==== THE DATA

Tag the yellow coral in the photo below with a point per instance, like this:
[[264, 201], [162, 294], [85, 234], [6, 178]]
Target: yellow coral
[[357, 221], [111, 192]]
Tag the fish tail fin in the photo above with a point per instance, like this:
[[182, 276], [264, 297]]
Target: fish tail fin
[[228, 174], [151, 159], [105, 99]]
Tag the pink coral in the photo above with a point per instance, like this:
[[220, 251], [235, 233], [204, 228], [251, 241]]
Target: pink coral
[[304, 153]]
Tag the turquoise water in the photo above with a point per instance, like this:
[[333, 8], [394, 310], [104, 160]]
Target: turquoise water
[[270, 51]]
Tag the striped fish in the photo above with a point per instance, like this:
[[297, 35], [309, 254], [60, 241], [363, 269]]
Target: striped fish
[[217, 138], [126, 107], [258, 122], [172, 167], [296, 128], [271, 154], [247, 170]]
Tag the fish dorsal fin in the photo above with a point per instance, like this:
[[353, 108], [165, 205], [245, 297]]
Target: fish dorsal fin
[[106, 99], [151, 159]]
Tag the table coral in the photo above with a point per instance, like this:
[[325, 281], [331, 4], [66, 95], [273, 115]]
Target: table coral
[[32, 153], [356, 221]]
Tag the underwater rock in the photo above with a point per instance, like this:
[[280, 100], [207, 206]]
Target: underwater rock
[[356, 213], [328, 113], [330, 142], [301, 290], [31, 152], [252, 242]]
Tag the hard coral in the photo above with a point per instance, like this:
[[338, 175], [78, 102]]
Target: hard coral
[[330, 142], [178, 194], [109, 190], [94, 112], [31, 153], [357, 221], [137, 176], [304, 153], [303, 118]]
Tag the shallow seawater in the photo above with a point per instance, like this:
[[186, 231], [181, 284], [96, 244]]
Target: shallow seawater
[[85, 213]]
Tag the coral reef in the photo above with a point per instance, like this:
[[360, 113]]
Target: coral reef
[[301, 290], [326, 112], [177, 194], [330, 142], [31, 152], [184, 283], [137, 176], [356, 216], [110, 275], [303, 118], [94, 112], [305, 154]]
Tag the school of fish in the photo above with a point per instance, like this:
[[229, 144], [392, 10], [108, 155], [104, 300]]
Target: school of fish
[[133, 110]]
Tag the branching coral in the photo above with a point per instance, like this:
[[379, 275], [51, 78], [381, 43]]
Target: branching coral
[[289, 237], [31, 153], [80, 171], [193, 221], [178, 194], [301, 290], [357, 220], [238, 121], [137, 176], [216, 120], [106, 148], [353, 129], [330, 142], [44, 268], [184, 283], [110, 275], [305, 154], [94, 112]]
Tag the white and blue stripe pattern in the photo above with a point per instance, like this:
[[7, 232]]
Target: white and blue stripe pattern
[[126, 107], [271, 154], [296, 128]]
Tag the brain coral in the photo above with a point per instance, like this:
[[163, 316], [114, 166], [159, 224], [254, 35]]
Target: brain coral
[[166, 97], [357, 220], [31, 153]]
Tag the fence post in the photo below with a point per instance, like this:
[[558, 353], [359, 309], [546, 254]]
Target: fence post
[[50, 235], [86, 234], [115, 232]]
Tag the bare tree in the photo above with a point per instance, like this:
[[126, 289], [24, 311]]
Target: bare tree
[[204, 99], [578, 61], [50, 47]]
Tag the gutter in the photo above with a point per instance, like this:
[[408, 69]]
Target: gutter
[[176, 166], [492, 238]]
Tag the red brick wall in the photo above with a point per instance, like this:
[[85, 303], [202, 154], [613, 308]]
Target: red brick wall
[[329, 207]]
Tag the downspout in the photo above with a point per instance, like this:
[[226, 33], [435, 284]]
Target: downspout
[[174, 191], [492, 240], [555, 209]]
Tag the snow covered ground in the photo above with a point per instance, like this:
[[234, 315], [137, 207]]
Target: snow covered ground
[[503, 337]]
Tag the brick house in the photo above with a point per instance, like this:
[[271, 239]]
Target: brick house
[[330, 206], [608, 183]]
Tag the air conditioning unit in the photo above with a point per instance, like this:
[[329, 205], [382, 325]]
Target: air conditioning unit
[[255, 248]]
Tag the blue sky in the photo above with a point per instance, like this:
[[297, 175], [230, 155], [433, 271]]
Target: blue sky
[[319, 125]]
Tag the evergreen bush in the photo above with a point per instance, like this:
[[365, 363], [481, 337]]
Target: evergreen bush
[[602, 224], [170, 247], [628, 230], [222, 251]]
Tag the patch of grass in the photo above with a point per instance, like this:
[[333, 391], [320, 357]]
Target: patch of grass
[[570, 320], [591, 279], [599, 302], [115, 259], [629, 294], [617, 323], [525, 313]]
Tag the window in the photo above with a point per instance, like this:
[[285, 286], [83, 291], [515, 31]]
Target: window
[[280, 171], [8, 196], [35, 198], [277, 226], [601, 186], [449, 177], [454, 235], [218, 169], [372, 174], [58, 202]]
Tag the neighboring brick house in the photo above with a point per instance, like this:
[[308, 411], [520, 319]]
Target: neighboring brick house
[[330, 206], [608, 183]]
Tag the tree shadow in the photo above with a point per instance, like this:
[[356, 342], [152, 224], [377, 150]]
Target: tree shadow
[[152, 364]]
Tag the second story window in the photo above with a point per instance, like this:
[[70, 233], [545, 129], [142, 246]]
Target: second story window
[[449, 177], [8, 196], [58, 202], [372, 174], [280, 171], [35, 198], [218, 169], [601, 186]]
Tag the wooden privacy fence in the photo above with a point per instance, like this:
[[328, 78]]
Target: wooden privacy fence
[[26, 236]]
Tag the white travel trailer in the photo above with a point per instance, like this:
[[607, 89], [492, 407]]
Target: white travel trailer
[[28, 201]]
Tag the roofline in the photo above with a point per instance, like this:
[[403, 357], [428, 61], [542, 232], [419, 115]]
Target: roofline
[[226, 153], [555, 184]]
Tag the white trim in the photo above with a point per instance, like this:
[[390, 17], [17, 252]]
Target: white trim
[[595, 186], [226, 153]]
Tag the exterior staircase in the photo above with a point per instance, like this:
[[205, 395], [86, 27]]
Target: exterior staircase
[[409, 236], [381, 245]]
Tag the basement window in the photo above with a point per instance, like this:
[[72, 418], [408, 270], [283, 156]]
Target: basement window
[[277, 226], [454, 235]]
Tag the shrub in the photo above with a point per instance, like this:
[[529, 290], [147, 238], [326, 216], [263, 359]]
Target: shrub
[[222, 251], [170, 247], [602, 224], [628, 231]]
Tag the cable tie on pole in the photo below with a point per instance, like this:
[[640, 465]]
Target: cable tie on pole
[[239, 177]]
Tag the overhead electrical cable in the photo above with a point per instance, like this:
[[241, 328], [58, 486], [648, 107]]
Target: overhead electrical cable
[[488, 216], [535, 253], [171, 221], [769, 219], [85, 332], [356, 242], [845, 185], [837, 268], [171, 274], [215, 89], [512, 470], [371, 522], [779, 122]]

========

(WHAT IS NEEDED): From the data above, reproduce word for word the lines running from the line with "Tag the roofline" to the line with "[[72, 418], [408, 270], [283, 156]]", ends included.

(RESPONSE TO THIS EXERCISE):
Tag the roofline in the photo above with a point per instance, like this:
[[403, 357], [428, 61], [542, 232], [419, 115]]
Target: roofline
[[226, 153], [555, 184]]
Tag the white trim in the photo above with a point per instance, like this:
[[390, 17], [17, 252]]
Target: white trim
[[595, 186], [226, 153]]
Tag the exterior staircase in the photo above with a point per instance, like this:
[[205, 395], [86, 27]]
Target: exterior staircase
[[409, 236], [381, 245]]
Tag the basement window in the photo above with a point per instance, like this:
[[72, 418], [408, 270], [283, 156]]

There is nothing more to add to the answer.